▶ _Stored data entries_

▬▬▬▬▬▬▬▬▬▬

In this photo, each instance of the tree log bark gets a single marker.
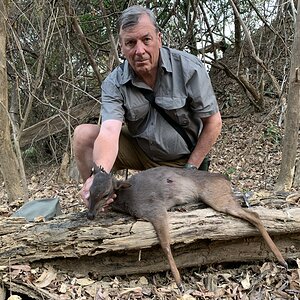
(116, 244)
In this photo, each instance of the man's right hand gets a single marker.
(85, 191)
(85, 194)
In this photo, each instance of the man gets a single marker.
(181, 87)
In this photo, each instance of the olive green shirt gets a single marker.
(183, 89)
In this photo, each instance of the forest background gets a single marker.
(53, 58)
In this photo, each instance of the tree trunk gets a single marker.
(8, 161)
(116, 244)
(290, 141)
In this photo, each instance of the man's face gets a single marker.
(140, 45)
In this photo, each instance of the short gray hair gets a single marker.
(131, 15)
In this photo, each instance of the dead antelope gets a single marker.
(149, 194)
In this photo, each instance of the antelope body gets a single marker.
(150, 193)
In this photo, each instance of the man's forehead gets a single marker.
(136, 35)
(144, 24)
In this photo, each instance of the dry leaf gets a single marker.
(25, 268)
(246, 282)
(84, 281)
(46, 278)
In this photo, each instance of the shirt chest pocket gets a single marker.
(175, 108)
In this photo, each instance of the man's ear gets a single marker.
(121, 185)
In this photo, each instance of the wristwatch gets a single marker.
(190, 167)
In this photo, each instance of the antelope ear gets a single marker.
(121, 185)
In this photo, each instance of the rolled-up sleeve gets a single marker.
(200, 90)
(112, 100)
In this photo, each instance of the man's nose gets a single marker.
(140, 48)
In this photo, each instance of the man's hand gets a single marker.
(85, 191)
(85, 194)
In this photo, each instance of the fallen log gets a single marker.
(115, 244)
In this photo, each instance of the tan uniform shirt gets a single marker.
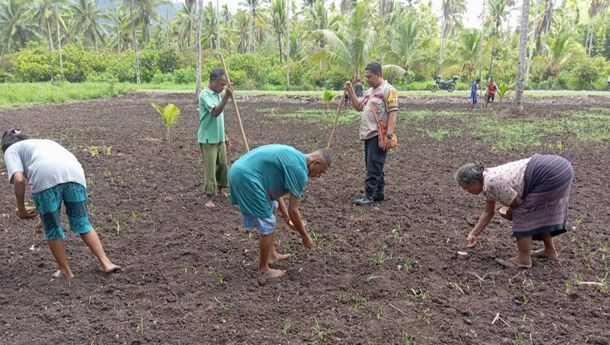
(385, 98)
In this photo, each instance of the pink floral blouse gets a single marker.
(504, 182)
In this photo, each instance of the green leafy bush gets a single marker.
(160, 78)
(31, 65)
(184, 75)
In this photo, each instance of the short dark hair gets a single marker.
(217, 73)
(10, 137)
(469, 173)
(375, 68)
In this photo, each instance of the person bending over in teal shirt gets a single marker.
(259, 180)
(211, 134)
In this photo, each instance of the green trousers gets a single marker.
(215, 167)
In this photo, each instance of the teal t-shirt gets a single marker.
(211, 128)
(265, 174)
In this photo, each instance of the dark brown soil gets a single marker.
(388, 274)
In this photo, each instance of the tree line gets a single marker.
(305, 44)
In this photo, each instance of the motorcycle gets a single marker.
(448, 85)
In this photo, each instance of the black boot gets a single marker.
(379, 196)
(364, 201)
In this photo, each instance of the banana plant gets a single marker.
(169, 114)
(327, 98)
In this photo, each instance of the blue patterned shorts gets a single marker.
(48, 203)
(264, 225)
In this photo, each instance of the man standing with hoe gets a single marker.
(380, 103)
(211, 135)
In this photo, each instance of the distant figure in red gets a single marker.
(490, 95)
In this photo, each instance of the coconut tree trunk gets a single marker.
(481, 44)
(279, 45)
(518, 100)
(198, 50)
(61, 59)
(134, 42)
(441, 54)
(287, 86)
(50, 49)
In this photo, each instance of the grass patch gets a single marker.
(504, 135)
(423, 114)
(441, 133)
(17, 94)
(313, 115)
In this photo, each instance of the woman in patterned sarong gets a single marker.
(536, 194)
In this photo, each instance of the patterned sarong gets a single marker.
(546, 195)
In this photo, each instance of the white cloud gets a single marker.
(471, 19)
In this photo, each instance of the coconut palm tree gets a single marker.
(597, 7)
(241, 26)
(147, 12)
(468, 51)
(210, 25)
(118, 26)
(523, 33)
(198, 50)
(16, 25)
(543, 21)
(498, 13)
(131, 8)
(452, 13)
(253, 7)
(50, 16)
(561, 50)
(349, 48)
(407, 44)
(185, 23)
(88, 21)
(278, 22)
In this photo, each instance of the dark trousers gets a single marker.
(374, 159)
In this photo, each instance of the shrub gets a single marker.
(148, 64)
(585, 75)
(160, 78)
(168, 60)
(31, 65)
(184, 75)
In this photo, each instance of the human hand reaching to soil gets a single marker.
(506, 213)
(471, 240)
(38, 228)
(348, 86)
(229, 90)
(307, 242)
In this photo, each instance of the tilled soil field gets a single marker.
(387, 274)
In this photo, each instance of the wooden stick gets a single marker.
(332, 132)
(241, 126)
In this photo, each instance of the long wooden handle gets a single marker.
(241, 125)
(332, 132)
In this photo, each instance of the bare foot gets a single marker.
(272, 273)
(111, 268)
(277, 257)
(545, 253)
(513, 263)
(59, 274)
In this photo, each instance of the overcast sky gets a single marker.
(471, 17)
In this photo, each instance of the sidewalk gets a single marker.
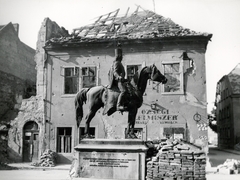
(28, 166)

▬▬▬▬▬▬▬▬▬▬

▶ _Requirement_
With the pictures left out, write out all of the data exactly.

▶ _Answer to the exercise_
In this photo, each instance of the tree log bark gets a single marker.
(116, 244)
In this photo, each instance of the man's right hand gets a single marker.
(85, 191)
(85, 194)
In this photo, each instance of the man gets a single marker.
(181, 87)
In this photo, each instance of the olive green shirt gets a single marker.
(183, 89)
In this photo, each instance of the forest background gets a single marker.
(53, 58)
In this photo, each instance of the tree trunk gets a single marker.
(8, 161)
(116, 244)
(290, 141)
In this photo, each instance of the man's face gets a single marker.
(140, 45)
In this photo, each instance of the short gray hair gets a single marker.
(131, 15)
In this photo, each instance of the dead antelope gets a single marker.
(149, 194)
In this photo, each instance of the antelope body gets a single marker.
(150, 193)
In this photo, each instance of the man's forehead gets a single marker.
(136, 35)
(144, 24)
In this photo, each instance of the dry leaf gets a single marker.
(25, 268)
(246, 282)
(84, 281)
(46, 278)
In this photo, each instance of the shirt chest pocket gets a single marker.
(175, 108)
In this photo, each instance of the man's ear gets a single marker.
(121, 185)
In this photo, each instance of the wristwatch gets a single marker.
(190, 167)
In this photo, each instance of the antelope ear gets a single marker.
(121, 185)
In this photo, each instance of the rolled-up sleeve gets a single marker.
(200, 90)
(112, 100)
In this photo, each instance of the man's nose gets a single marker.
(140, 48)
In this photo, each instance of the man's hand gets a single marker.
(85, 191)
(85, 194)
In this photo, each instance of the fallen log gets a single marker.
(115, 244)
In this photo, each instance of the tan uniform shirt gets a single marker.
(385, 98)
In this photo, each instance of the pink floral blouse gets a single marker.
(504, 182)
In this photo, each instance of the green leafy bush gets a single marker.
(160, 78)
(31, 65)
(184, 75)
In this photo, each instance of the short dark hair gets a single marker.
(217, 73)
(10, 137)
(469, 173)
(375, 68)
In this photo, each instance of the person bending over in teal shirt gets a single marker.
(259, 180)
(211, 134)
In this photo, each instance of the green trousers gets a single marker.
(215, 167)
In this photo, each instance of the teal t-shirt gets a single marker.
(211, 128)
(265, 174)
In this photo, each instance of the dark brown soil gets a single marker.
(388, 274)
In this photo, each instance of the tree line gets a single marker.
(305, 44)
In this photo, each instance of the motorcycle gets a single marker.
(448, 85)
In this photo, each instance of the black boot gets a single marker.
(379, 196)
(364, 201)
In this photo, each instance of the banana plant gets a single marker.
(169, 114)
(327, 98)
In this photo, each instance of the blue patterned shorts gets a single marker.
(48, 203)
(264, 225)
In this photo, each instance of the man standing with hoe gets a single marker.
(380, 103)
(211, 135)
In this photo, each instance of the distant figure in red gets a single marker.
(490, 95)
In this photo, each instance of the coconut tree trunk gets a single marker.
(481, 44)
(279, 45)
(518, 100)
(198, 50)
(61, 59)
(134, 42)
(441, 54)
(287, 86)
(50, 49)
In this photo, each instance of the grass patch gets a single marker.
(504, 135)
(423, 114)
(441, 133)
(17, 94)
(313, 115)
In this photo, each instance of the woman in patterned sarong gets a single marker.
(536, 194)
In this photo, each instance of the patterned sarong gets a single marker.
(546, 195)
In this photo, each instance of the white cloud gets a single marker.
(471, 19)
In this photo, each instance of the coconut palm tree gets a single marker.
(597, 7)
(241, 26)
(147, 12)
(468, 51)
(210, 25)
(118, 26)
(523, 33)
(198, 50)
(16, 25)
(543, 21)
(498, 13)
(131, 8)
(452, 13)
(253, 7)
(50, 16)
(561, 50)
(349, 48)
(407, 44)
(185, 23)
(88, 21)
(278, 22)
In this photo, each instance of the dark trousers gets a single marker.
(374, 159)
In this photo, each instance of the shrub gets a single marker.
(148, 64)
(585, 75)
(160, 78)
(168, 60)
(31, 65)
(184, 75)
In this photo, each instance of the human hand reaching to soil gets a single marker.
(506, 213)
(471, 240)
(38, 228)
(348, 86)
(229, 90)
(307, 242)
In this photo, each instance of the tilled soil field gets a single marker.
(387, 274)
In this photo, each instance of the wooden stick gets a single marker.
(332, 132)
(241, 126)
In this photo, each instance of the long wooden handle gets a single marker.
(241, 125)
(332, 132)
In this photo, each instance of the bare foot gets a single marker.
(272, 273)
(111, 268)
(277, 257)
(545, 253)
(513, 263)
(59, 274)
In this photo, each instance of the overcast sky gets a single marker.
(471, 17)
In this photo, each instance of the sidewalk gets a single marker.
(28, 166)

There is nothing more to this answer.